[GOAL OF THE EXERCISE] Copy all records verbatim.

[EXERCISE MATERIAL]
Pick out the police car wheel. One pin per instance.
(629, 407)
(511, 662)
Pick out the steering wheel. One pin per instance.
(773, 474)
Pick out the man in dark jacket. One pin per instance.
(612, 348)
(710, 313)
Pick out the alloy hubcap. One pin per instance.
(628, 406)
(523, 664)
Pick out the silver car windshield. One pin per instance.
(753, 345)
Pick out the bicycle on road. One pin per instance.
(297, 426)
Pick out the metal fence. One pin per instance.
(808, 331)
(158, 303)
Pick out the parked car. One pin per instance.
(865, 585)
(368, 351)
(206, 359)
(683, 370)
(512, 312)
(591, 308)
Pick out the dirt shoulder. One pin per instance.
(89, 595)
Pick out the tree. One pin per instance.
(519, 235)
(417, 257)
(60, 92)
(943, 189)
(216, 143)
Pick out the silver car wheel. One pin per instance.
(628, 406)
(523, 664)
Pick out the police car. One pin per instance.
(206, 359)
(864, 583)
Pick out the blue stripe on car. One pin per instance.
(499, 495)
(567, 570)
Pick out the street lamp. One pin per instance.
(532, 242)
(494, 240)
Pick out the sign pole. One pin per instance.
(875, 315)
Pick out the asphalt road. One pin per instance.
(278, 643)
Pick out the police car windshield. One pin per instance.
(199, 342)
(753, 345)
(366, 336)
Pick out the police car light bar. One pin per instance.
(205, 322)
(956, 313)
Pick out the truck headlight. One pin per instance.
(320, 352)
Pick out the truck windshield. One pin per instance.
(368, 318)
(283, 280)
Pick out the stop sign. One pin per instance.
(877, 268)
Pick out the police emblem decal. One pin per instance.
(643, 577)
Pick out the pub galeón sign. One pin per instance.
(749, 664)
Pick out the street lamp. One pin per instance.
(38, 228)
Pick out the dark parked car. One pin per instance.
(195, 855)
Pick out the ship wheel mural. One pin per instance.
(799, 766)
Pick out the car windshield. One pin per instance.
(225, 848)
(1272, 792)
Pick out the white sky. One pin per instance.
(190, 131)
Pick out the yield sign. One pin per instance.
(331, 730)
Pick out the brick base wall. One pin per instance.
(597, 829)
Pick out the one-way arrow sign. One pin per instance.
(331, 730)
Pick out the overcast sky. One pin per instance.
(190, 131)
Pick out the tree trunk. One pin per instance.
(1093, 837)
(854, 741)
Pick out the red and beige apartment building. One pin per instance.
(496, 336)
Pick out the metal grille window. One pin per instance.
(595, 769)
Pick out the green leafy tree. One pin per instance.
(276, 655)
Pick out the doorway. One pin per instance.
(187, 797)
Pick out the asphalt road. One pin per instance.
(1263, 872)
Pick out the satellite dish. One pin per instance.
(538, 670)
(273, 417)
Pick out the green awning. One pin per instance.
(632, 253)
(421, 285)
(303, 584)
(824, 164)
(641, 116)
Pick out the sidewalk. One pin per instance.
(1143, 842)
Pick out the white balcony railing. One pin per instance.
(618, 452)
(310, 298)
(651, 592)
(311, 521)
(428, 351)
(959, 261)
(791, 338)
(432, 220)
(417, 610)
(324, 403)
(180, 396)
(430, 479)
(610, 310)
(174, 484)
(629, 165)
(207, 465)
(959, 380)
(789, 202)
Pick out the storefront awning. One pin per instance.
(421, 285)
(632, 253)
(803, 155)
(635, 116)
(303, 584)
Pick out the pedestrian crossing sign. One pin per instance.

[WRITTEN RESPONSE]
Pick out the police car wheel. One pin per instance.
(629, 407)
(511, 662)
Pick out the steering wheel. One pin per instance.
(773, 474)
Pick out the man in dark jacket. One pin per instance.
(612, 348)
(710, 313)
Pick out the alloy hubcap. One pin per instance.
(628, 406)
(523, 664)
Pick out the silver car windshield. One pin per instance.
(753, 345)
Pick out the bicycle on road. One pin per instance.
(297, 426)
Pick out the metal fence. One pin per instance.
(808, 331)
(158, 303)
Pick out the parked car. One pin per instance.
(865, 585)
(368, 351)
(206, 359)
(683, 370)
(512, 312)
(591, 308)
Pick out the dirt shoulder. One pin per instance.
(89, 595)
Pick out the tree. One pin per instance.
(519, 235)
(417, 257)
(60, 92)
(943, 189)
(216, 143)
Pick out the silver car wheel. One pin per instance.
(628, 406)
(523, 664)
Pick out the police car. One pin per instance.
(206, 359)
(864, 583)
Pick out the blue stripe on car. One pin per instance.
(499, 495)
(567, 570)
Pick out the street lamp. One pin per instance.
(532, 242)
(494, 240)
Pick out the sign pole. One pin per instance.
(875, 315)
Pick out the asphalt road. One pin per instance.
(278, 643)
Pick out the police car windshield. One pin per instance.
(199, 342)
(753, 345)
(366, 336)
Pick out the police car light bar. One pin per instance.
(205, 322)
(956, 313)
Pick out the truck headlight. One pin per instance.
(320, 352)
Pick out the truck windshield. One pin per instance.
(368, 318)
(283, 280)
Pick out the stop sign. One pin per instance.
(877, 268)
Pick out the police emblem decal. One pin per instance.
(643, 577)
Pick out the pub galeón sign. One pin per instance.
(749, 664)
Pick out the street lamp. One pin per instance.
(38, 228)
Pick out the dark parked car. One pin per instance.
(195, 855)
Pick out the ship wheel mural. One pin per instance.
(799, 766)
Pick out the car windshield. One pin per instance.
(225, 848)
(1272, 792)
Pick out the white sky. One pin per instance.
(190, 131)
Pick out the yield sign. One pin per instance.
(331, 730)
Pick out the brick base wall. One pin per instance.
(597, 829)
Pick out the one-way arrow sign. One pin per instance.
(331, 730)
Pick out the overcast sky. One pin per instance.
(190, 131)
Pick out the tree trunk. One pin per instance.
(1093, 837)
(854, 741)
Pick out the red and beige apartment building. One pin per instance.
(496, 336)
Pick out the metal grille window. One pin per instance.
(595, 769)
Pick out the green leafy tree. One pin per instance.
(276, 655)
Pick out the doorway. One pin per instance.
(187, 797)
Pick out the asphalt road. One pin per instance.
(1263, 872)
Pick out the satellite dish. One pin per instance.
(538, 670)
(273, 417)
Pick out the green awning. One pin per instance.
(632, 253)
(421, 285)
(303, 584)
(824, 164)
(641, 116)
Pick out the sidewalk. One pin per instance.
(1143, 842)
Pick out the white balcony railing. One pin per instance.
(618, 452)
(310, 298)
(651, 592)
(311, 521)
(428, 351)
(959, 261)
(791, 338)
(432, 220)
(417, 610)
(324, 403)
(180, 396)
(430, 479)
(610, 310)
(174, 484)
(629, 165)
(207, 465)
(959, 380)
(789, 202)
Pick out the storefront awning. One pin per instance.
(421, 285)
(632, 253)
(803, 155)
(635, 116)
(303, 584)
Pick out the pedestrian crossing sign. One pin per instance.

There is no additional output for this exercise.